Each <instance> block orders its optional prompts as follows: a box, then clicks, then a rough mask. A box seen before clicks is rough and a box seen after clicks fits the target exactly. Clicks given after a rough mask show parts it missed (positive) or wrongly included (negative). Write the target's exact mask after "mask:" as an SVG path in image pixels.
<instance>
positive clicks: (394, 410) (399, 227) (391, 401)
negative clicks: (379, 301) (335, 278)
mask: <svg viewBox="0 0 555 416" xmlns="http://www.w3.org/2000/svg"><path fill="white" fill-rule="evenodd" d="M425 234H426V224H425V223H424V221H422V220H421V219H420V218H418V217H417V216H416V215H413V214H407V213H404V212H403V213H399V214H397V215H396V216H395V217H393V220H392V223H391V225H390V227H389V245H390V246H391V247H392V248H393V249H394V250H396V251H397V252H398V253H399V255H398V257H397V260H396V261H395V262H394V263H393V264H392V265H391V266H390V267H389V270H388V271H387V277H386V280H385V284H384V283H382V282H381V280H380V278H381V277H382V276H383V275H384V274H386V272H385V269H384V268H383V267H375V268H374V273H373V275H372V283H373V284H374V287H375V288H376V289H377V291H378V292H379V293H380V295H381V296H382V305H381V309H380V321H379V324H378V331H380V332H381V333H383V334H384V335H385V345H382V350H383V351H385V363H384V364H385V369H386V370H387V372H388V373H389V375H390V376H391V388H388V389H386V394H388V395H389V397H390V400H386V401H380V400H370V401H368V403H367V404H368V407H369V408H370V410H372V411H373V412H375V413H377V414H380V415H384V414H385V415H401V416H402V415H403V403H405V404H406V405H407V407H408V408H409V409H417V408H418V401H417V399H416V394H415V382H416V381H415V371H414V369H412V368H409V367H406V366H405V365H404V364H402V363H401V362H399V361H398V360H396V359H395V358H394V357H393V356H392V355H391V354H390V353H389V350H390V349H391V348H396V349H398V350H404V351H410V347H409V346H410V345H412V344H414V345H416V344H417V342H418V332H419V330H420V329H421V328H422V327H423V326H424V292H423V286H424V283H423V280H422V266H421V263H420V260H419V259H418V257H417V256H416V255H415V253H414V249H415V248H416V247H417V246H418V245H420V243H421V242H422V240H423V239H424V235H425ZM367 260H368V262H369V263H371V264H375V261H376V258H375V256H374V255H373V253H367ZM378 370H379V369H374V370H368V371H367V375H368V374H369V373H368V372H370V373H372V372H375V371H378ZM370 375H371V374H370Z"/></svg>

-----

-- What this task involves --
Which of the lines in the material carry the string "positive"? Pull them out.

-- Exercise solution --
Each <instance> block orders its optional prompts as follows: a box, then clicks, then a rough mask. A box seen before clicks is rough and a box seen after clicks fits the target exactly. Clicks given after a rough mask show parts it missed (positive) or wrongly included (negative). Write the target's exact mask after "mask:" as an SVG path in image pixels.
positive clicks: (394, 410) (399, 227) (391, 401)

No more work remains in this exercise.